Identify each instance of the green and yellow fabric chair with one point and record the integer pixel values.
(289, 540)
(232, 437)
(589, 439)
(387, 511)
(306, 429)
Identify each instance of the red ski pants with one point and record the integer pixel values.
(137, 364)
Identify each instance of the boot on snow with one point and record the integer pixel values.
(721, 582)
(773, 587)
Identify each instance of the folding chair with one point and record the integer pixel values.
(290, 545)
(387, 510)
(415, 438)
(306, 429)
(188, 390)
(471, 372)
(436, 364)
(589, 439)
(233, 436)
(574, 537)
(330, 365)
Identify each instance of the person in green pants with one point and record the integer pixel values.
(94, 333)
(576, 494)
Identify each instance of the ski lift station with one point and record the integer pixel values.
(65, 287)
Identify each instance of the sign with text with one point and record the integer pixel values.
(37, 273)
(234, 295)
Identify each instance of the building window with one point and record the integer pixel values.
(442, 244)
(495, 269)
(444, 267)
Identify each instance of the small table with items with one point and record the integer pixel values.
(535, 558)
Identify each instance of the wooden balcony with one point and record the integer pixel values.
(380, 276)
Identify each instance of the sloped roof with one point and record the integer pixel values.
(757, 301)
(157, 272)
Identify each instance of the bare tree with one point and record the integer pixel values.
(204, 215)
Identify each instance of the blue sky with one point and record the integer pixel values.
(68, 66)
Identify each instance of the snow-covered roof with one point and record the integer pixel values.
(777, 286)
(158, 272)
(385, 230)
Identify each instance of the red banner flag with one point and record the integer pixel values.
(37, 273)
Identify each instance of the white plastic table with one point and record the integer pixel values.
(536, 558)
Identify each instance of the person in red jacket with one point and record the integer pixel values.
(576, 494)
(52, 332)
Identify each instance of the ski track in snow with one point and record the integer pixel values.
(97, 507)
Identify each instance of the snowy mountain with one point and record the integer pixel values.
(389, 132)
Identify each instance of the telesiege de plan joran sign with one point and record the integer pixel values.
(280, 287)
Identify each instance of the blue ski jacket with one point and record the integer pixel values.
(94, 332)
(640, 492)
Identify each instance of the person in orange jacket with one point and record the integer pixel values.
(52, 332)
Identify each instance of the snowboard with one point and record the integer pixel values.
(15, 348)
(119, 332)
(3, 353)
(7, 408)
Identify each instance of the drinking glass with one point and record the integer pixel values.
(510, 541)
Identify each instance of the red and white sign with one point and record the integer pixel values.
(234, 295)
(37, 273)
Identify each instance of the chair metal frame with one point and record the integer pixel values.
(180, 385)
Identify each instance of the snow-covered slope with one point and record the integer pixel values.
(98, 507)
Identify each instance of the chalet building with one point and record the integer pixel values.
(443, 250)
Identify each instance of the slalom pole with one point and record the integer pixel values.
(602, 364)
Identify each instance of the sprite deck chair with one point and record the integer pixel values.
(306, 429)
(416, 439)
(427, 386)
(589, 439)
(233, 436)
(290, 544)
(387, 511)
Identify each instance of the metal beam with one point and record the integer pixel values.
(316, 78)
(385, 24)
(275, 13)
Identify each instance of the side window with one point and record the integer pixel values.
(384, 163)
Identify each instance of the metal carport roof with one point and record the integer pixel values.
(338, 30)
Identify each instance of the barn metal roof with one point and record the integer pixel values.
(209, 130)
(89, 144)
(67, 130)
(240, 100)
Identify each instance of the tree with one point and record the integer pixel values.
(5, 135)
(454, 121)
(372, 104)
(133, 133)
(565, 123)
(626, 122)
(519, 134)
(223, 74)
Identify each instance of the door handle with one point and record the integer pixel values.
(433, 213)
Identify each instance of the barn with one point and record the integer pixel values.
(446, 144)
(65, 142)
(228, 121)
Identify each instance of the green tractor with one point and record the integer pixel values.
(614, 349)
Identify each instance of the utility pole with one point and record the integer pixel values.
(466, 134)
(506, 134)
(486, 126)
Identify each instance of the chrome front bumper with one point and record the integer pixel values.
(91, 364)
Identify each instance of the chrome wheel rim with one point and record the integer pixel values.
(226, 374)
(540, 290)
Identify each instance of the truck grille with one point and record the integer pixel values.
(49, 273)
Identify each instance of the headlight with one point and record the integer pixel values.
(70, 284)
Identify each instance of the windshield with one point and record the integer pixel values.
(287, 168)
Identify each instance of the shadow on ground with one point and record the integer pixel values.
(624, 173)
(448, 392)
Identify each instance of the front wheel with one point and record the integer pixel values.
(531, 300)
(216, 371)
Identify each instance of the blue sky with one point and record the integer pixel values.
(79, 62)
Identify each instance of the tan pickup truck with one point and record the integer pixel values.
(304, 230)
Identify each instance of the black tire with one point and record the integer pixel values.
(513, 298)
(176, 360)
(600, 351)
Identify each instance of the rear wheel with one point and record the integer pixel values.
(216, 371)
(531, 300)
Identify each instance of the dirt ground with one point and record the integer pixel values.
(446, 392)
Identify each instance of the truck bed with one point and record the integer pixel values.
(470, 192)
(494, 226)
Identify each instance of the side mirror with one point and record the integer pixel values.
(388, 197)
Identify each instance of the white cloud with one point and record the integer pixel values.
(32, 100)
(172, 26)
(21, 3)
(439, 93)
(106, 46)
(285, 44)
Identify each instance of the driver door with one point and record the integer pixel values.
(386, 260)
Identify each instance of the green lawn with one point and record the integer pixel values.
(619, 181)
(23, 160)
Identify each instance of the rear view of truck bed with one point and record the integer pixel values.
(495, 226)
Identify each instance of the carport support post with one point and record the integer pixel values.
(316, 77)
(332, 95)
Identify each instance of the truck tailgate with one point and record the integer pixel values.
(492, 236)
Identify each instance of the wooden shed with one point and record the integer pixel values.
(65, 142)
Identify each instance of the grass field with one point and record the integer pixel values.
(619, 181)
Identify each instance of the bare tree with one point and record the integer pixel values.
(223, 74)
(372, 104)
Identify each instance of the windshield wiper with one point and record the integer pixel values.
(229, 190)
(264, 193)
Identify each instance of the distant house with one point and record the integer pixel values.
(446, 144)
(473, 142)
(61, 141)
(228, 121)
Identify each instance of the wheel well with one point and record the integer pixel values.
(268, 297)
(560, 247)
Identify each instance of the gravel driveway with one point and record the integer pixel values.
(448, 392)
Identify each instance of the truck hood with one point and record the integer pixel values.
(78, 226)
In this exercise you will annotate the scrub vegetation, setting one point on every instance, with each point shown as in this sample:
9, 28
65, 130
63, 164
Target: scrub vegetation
.....
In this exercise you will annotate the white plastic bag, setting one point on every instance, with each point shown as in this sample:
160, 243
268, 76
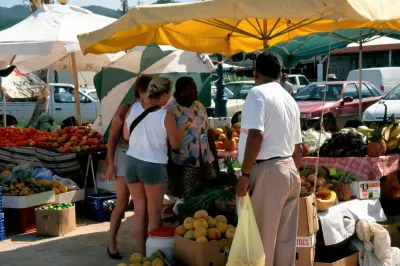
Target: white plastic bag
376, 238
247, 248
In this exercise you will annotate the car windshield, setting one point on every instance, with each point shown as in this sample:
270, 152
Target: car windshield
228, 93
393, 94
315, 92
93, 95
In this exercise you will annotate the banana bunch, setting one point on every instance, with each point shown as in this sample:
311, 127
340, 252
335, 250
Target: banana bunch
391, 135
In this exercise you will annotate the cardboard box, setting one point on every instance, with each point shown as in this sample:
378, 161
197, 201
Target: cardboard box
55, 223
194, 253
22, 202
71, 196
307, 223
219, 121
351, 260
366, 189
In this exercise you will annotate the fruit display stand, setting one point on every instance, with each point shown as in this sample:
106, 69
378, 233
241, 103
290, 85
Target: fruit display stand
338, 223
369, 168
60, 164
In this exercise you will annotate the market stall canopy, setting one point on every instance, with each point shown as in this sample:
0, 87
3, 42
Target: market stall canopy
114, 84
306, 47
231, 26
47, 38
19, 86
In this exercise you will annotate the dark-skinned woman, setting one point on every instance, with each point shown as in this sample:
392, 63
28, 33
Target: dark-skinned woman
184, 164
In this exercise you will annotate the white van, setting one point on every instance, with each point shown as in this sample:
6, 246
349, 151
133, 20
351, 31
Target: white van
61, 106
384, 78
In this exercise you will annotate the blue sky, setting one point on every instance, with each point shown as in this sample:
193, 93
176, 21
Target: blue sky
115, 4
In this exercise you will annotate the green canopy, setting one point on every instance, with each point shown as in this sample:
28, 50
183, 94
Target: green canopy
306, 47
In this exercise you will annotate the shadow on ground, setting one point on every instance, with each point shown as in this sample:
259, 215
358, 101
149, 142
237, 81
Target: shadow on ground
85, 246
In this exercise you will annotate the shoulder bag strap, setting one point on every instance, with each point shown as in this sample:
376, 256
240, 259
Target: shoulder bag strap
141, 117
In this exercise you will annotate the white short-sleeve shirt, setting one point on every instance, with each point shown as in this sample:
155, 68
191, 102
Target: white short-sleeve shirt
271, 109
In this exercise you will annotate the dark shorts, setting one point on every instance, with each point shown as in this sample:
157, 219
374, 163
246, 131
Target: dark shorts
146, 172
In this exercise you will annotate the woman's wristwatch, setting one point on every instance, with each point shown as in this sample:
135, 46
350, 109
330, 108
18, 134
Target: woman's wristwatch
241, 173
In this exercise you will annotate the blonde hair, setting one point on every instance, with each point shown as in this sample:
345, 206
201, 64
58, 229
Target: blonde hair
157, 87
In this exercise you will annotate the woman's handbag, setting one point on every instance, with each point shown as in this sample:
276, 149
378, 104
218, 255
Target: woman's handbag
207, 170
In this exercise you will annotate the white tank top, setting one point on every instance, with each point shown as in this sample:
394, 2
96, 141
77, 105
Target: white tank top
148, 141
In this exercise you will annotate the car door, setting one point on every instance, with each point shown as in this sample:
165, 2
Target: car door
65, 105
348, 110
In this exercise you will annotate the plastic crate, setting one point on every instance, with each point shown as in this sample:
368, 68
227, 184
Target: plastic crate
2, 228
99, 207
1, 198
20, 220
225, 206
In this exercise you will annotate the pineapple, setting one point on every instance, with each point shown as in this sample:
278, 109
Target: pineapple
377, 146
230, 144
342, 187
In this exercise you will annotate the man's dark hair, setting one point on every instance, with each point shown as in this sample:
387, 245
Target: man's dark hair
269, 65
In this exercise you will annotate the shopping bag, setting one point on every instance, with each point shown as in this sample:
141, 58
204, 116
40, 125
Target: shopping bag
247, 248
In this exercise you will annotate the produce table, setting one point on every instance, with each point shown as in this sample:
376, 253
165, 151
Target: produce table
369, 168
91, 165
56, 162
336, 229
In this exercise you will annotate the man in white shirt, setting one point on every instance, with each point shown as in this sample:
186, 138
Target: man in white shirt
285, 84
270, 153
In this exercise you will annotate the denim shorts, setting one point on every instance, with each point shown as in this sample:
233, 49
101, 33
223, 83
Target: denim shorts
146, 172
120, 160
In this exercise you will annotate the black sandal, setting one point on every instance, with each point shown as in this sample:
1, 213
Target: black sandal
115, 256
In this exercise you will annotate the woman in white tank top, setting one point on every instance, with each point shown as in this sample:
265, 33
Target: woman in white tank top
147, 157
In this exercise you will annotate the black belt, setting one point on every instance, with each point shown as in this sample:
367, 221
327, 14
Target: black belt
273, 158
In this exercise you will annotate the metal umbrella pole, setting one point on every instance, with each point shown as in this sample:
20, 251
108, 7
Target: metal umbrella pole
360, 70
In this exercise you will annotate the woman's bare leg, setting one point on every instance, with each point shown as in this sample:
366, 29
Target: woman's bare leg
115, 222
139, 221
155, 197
.....
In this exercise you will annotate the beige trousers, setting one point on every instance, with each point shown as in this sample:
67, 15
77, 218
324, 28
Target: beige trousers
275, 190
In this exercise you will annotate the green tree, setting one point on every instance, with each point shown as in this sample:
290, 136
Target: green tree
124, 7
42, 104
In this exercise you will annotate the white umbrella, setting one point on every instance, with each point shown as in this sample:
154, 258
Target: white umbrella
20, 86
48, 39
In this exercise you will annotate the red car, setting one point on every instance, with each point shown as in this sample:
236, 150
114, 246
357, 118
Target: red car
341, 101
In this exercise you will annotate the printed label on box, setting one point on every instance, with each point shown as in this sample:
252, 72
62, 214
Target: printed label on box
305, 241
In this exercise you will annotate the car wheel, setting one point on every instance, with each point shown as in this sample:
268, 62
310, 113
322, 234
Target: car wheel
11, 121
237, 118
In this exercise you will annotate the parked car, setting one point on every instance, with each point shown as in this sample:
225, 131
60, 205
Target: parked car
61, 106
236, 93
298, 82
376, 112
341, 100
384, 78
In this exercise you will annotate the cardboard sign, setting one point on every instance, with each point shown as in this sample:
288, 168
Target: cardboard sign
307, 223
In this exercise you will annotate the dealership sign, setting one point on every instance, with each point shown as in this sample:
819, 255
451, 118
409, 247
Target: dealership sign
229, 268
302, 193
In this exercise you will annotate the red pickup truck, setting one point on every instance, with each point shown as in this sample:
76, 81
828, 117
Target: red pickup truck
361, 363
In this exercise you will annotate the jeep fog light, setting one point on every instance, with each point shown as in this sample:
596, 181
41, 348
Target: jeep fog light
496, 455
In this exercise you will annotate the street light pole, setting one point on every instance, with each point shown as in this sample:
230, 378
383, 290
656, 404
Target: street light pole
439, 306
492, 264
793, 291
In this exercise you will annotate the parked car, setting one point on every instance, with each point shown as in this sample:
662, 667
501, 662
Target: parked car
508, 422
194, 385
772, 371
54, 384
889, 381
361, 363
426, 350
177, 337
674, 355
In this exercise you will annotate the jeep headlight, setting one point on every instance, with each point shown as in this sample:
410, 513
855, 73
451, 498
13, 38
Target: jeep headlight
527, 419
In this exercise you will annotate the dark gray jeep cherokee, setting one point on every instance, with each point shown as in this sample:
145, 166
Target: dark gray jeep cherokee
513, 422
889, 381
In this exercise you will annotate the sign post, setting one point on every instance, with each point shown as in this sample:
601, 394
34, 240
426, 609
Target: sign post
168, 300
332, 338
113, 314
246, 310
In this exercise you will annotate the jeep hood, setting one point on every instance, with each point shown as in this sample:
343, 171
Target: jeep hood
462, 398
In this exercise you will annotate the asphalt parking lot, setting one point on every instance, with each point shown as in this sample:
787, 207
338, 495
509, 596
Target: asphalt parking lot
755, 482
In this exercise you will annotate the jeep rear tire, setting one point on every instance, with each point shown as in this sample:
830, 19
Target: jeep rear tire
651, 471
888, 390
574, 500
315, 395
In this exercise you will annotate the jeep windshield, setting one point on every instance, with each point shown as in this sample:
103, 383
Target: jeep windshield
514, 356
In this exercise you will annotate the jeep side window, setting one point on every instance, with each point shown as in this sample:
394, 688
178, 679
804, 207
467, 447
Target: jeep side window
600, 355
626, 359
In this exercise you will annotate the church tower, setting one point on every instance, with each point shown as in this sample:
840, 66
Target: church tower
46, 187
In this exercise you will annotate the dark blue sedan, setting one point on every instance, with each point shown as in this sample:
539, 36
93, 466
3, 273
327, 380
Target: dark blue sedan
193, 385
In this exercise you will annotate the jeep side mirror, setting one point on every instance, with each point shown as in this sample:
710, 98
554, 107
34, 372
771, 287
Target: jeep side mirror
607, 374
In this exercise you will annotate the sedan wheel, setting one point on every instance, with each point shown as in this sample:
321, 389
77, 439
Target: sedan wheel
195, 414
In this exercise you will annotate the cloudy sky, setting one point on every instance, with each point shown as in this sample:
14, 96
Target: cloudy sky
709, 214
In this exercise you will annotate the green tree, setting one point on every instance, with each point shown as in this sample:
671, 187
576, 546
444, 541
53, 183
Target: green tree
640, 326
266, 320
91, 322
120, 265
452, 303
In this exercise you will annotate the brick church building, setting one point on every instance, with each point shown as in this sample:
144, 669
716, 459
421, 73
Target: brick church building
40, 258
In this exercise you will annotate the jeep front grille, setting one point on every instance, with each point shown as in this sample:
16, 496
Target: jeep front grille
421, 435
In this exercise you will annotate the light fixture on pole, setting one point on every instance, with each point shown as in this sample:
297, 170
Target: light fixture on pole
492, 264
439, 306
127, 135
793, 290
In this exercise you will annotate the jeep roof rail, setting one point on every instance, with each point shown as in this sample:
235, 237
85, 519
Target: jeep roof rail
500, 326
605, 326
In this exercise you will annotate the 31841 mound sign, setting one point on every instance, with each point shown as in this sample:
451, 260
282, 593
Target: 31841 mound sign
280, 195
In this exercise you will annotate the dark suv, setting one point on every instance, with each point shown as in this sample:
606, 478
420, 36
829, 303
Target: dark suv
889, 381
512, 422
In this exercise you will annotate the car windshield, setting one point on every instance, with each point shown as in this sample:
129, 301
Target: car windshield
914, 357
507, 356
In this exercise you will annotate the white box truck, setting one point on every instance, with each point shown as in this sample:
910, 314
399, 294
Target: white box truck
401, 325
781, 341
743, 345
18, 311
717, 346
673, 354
.....
**What is required**
Every line in the material above that has the word "scrub" should be copied.

**Reply to the task**
In this exercise you will annotate the scrub vegetation, setting one point on every instance, with each point shown as in this sample:
Target: scrub vegetation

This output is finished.